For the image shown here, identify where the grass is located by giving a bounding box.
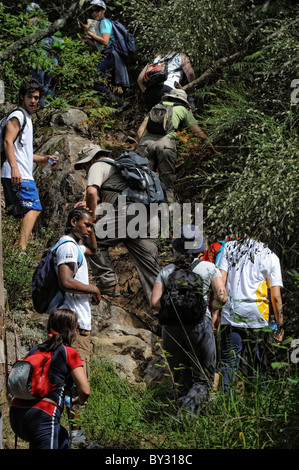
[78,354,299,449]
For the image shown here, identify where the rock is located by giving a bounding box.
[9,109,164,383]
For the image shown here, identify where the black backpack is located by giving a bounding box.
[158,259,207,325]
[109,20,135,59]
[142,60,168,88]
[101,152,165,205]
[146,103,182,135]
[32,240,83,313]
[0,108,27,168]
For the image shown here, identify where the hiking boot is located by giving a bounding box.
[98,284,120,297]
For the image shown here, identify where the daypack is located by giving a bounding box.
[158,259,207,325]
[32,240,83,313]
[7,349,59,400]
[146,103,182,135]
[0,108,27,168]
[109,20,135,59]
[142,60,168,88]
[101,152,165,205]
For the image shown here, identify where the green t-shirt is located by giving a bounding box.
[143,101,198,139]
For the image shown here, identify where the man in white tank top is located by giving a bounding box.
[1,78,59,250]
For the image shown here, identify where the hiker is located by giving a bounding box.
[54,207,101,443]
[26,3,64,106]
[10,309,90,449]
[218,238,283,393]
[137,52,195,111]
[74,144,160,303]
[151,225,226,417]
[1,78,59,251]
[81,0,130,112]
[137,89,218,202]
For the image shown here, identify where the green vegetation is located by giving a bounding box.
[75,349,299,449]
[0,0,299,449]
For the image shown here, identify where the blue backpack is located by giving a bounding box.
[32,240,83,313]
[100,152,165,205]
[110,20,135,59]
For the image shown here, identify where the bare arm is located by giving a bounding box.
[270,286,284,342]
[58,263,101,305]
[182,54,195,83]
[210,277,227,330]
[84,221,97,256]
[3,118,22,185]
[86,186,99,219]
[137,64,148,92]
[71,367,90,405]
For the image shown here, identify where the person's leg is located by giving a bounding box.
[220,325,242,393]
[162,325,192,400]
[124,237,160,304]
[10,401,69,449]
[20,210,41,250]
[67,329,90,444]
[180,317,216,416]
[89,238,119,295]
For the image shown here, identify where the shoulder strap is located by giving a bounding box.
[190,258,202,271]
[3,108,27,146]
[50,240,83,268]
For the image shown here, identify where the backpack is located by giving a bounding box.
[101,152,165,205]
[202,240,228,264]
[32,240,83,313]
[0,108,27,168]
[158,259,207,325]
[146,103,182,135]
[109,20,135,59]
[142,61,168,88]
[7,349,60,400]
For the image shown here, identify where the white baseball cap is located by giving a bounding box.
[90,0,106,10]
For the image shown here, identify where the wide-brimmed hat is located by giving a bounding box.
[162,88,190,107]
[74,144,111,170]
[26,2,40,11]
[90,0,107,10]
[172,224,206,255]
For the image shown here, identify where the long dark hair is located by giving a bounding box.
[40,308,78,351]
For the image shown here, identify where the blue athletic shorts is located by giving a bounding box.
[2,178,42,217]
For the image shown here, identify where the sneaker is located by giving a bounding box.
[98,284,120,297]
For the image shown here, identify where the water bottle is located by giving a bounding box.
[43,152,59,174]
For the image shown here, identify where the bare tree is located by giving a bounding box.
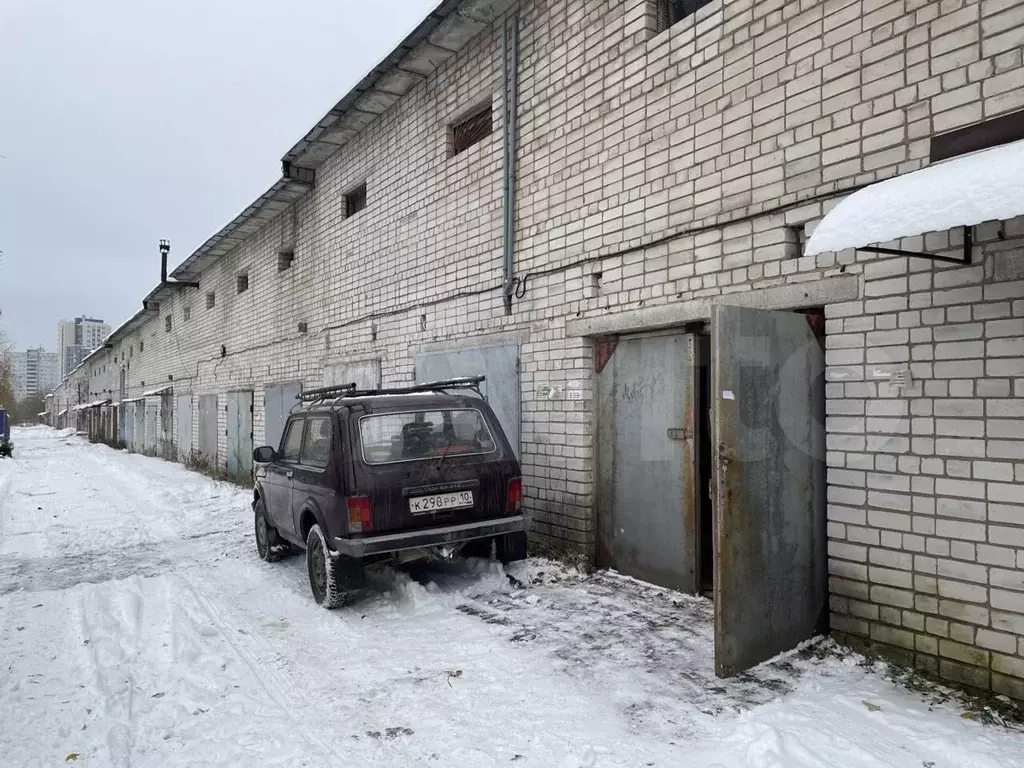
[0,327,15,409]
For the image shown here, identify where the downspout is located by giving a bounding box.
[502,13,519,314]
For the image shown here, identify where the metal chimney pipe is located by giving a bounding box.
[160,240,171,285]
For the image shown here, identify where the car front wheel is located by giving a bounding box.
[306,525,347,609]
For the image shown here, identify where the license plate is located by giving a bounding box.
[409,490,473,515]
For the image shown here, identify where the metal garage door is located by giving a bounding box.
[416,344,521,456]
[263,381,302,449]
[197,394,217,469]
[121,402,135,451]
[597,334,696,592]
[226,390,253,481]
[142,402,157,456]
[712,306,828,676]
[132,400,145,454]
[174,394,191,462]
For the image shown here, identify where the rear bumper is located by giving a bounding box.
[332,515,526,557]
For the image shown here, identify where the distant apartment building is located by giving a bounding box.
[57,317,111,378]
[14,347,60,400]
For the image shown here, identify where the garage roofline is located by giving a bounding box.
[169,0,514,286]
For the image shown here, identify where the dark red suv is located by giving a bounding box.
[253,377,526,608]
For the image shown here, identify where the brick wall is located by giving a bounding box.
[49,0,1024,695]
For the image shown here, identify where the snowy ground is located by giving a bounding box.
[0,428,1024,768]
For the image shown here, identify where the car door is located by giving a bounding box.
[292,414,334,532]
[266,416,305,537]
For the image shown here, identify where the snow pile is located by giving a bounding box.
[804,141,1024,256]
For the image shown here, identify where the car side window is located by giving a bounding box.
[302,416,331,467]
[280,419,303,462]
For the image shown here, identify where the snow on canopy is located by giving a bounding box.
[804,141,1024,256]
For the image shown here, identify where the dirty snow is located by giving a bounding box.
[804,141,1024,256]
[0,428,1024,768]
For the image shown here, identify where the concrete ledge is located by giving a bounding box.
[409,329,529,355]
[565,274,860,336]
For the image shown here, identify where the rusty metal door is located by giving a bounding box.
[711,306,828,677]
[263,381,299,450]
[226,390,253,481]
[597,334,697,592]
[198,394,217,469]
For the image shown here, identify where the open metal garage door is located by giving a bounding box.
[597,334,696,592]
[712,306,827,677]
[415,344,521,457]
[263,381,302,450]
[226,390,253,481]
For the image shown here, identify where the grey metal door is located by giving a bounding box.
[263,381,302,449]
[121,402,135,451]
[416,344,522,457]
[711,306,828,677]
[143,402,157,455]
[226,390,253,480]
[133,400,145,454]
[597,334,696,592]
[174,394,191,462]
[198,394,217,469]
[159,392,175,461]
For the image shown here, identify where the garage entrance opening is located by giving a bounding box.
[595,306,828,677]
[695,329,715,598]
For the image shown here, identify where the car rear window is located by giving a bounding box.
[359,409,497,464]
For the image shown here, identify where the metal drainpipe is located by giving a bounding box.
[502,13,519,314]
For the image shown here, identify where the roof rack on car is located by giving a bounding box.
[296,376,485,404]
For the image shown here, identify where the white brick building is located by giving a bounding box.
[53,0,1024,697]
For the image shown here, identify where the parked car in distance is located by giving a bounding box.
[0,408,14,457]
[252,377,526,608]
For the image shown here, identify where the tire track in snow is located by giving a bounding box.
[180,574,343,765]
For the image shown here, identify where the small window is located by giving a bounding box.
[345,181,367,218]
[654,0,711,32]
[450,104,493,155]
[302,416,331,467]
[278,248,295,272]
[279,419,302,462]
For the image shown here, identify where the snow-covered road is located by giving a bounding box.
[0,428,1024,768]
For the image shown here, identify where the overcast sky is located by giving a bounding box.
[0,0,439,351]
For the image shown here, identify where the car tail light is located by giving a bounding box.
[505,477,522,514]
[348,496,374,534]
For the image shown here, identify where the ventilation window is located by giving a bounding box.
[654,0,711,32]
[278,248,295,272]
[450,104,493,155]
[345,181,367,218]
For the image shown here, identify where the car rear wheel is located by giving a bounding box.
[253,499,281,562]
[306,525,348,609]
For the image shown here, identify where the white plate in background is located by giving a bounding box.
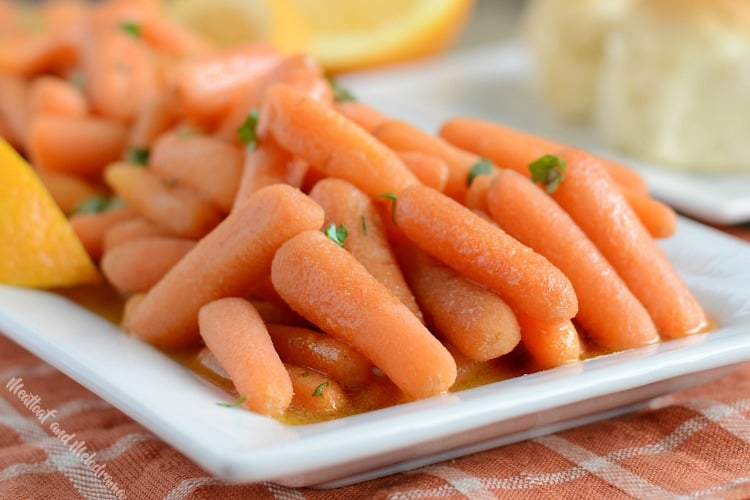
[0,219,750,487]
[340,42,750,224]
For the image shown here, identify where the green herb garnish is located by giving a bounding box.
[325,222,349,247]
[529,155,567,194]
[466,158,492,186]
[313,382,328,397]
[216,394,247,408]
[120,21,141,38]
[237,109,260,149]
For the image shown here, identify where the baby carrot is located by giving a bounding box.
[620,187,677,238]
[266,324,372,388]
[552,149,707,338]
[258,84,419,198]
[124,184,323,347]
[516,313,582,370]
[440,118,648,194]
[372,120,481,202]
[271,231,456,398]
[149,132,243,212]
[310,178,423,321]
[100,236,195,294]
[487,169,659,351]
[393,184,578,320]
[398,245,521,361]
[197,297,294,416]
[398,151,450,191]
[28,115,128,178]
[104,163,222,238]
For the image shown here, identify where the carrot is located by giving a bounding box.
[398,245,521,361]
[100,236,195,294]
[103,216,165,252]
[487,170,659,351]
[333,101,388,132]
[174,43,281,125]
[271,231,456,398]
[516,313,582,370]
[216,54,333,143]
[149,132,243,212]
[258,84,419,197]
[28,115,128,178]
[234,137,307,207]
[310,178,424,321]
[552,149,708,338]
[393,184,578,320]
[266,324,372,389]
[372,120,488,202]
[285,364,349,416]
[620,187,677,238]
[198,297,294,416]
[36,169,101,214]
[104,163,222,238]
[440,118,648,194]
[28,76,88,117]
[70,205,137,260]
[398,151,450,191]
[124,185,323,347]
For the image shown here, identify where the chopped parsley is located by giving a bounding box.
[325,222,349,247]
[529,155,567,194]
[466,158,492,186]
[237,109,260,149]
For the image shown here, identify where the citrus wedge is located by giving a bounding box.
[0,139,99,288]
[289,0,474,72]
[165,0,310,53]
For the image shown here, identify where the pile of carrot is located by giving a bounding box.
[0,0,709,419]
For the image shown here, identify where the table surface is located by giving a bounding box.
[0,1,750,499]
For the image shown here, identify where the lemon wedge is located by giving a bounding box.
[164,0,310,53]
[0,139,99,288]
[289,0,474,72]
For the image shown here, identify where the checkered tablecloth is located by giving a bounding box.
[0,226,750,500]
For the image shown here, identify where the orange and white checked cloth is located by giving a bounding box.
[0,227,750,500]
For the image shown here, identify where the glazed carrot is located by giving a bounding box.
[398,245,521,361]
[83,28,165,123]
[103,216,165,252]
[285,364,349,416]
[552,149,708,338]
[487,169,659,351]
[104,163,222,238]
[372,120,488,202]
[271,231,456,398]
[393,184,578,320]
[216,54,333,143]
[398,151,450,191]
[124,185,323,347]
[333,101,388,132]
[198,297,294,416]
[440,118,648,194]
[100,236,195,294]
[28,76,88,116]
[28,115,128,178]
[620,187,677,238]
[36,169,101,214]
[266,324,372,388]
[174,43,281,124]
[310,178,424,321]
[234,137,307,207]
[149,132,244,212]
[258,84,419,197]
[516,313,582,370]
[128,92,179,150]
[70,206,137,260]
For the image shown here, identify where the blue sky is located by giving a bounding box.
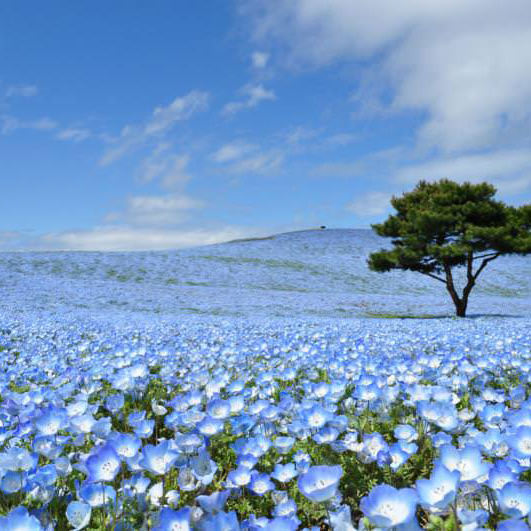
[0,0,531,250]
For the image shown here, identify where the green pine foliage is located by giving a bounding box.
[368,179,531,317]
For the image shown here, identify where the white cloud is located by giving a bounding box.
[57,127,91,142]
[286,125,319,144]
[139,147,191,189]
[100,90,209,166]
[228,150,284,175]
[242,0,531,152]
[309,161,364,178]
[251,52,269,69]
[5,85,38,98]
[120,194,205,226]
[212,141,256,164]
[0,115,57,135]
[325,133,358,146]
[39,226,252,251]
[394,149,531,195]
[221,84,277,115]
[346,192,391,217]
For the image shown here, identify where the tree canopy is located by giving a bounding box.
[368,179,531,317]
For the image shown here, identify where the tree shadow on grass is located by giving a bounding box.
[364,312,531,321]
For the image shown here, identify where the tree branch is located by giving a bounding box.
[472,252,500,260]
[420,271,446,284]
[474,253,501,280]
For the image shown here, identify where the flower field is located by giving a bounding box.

**********

▶ [Prompt] From the line with "For the image shown here, identify where the tree canopy" through the last line, switch "tree branch" to "tree limb" and reproduce those lines with nothing else changed.

▶ [Reply to the task]
For the image shown here, identify where the tree canopy is located by giving a bounding box.
[368,179,531,317]
For the image shown here, identify where the tree shadow on grass is located by giving a bounding box.
[364,312,531,321]
For the image shown here, identify where the tree limb is located by giving a bounding box.
[472,252,500,260]
[420,271,446,284]
[474,253,501,280]
For the image shown here, identify where the flower field is located by giving a bounding box.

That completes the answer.